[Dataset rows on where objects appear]
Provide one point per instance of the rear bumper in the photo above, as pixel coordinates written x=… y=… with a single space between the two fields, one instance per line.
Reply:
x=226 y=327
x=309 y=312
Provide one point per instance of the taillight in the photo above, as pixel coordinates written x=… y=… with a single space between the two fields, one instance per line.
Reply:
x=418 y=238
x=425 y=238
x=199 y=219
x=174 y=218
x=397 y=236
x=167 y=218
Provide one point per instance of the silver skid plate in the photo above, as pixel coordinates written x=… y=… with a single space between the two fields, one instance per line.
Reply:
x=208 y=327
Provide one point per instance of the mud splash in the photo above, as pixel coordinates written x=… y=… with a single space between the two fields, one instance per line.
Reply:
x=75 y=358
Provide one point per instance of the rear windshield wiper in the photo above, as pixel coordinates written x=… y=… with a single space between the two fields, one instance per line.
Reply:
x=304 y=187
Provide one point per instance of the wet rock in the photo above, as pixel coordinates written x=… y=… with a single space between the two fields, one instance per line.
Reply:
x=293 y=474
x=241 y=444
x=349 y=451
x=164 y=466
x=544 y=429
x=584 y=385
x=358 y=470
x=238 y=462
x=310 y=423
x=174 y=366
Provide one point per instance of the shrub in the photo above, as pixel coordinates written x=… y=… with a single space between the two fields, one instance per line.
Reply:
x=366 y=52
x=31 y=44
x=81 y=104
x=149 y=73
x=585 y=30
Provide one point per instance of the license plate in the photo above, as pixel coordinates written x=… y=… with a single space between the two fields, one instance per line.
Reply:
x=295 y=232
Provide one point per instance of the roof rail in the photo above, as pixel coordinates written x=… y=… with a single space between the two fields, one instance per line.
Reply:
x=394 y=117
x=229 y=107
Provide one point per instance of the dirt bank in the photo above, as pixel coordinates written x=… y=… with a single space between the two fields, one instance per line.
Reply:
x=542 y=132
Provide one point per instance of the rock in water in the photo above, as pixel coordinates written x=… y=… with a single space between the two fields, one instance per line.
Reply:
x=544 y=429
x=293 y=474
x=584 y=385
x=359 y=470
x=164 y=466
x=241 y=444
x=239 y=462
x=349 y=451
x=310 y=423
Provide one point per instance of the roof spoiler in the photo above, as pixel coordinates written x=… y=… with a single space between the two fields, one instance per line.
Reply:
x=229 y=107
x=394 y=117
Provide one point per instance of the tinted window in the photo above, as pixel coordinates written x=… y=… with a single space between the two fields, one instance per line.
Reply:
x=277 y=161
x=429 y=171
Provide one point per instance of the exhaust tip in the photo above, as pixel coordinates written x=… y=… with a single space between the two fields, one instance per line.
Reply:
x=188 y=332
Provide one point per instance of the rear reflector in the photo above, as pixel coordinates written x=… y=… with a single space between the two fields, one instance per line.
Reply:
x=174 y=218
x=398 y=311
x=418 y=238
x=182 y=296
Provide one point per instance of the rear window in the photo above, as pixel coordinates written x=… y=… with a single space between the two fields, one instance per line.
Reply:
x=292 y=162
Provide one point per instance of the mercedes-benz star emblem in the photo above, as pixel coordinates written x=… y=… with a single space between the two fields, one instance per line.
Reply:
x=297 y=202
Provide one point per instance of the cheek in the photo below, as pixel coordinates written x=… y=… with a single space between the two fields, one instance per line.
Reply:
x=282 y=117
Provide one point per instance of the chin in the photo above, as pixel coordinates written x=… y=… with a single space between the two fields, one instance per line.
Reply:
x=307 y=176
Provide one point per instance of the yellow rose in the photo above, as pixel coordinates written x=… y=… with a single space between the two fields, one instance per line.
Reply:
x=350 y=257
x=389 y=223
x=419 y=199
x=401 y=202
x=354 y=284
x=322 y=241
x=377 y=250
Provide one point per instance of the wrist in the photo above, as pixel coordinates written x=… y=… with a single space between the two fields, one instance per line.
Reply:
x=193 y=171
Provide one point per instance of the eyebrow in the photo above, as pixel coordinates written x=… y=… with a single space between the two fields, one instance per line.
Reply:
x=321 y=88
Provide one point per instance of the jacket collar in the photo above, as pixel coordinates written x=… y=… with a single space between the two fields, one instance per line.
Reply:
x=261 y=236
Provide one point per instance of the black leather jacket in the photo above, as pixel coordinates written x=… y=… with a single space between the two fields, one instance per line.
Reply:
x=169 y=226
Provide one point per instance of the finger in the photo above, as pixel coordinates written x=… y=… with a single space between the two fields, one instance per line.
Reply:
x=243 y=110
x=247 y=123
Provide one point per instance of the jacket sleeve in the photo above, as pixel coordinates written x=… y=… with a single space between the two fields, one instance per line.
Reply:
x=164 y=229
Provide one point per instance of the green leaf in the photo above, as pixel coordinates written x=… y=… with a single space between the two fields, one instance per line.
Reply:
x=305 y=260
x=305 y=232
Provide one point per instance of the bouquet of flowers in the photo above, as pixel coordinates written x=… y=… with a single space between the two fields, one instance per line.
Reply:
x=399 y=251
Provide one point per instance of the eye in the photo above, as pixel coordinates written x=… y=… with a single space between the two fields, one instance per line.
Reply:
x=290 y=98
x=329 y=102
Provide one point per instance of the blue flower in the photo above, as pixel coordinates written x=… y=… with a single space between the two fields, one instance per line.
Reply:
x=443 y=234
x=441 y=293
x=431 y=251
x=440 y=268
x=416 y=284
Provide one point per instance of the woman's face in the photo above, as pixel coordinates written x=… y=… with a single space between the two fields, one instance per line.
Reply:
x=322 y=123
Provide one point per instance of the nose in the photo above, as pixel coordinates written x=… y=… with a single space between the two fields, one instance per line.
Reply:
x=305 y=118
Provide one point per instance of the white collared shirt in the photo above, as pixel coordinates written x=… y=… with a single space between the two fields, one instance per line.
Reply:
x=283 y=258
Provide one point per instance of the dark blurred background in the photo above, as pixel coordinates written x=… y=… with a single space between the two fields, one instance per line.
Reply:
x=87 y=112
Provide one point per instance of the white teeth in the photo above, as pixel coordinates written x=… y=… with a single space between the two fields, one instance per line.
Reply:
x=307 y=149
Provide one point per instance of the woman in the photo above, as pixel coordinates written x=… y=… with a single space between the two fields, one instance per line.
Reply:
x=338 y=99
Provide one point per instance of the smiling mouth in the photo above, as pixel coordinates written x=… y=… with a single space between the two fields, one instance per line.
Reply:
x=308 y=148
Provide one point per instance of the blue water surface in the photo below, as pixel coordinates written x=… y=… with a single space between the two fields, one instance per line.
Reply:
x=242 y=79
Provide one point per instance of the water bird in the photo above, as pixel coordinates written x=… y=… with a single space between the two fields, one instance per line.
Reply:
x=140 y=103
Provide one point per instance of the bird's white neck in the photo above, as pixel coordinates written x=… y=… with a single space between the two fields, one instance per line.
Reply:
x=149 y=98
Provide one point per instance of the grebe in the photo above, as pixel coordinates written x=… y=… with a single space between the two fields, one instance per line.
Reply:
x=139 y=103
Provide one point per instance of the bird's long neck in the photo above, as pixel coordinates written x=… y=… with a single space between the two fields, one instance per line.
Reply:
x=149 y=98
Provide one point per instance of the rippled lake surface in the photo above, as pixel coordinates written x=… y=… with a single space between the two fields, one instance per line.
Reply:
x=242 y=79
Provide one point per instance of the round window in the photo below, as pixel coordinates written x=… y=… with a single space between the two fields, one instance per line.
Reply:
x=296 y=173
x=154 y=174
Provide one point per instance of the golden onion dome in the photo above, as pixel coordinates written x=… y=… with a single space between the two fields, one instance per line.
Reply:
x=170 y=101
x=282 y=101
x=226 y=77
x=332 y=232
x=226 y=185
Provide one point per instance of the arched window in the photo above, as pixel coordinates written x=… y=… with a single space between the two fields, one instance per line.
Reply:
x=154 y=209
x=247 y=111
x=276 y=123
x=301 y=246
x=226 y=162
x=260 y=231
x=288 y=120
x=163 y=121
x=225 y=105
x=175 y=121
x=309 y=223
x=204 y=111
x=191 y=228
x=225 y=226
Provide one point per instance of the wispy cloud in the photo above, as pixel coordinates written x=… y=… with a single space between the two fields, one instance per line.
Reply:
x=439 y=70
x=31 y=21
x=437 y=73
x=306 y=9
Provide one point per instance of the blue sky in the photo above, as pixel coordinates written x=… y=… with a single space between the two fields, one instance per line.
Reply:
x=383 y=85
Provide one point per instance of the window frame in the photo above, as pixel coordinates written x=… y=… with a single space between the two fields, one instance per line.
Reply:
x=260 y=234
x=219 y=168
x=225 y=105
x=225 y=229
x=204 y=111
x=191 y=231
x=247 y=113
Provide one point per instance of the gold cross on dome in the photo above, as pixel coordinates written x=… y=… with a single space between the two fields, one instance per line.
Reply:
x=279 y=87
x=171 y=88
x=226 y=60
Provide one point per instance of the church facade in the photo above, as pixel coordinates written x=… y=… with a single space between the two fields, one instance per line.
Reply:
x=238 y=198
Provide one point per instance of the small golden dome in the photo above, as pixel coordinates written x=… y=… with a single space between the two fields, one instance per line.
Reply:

▶ **Requirement**
Can you print the lines of the data verbatim, starting with the line containing "Provide one point per instance of the silver" and continuing through the line containing "x=208 y=327"?

▶ **Problem solution**
Provide one point per instance of the silver skid plate in the photo above, as pixel coordinates written x=… y=… with a single space between the two fields, one instance per line.
Reply:
x=208 y=327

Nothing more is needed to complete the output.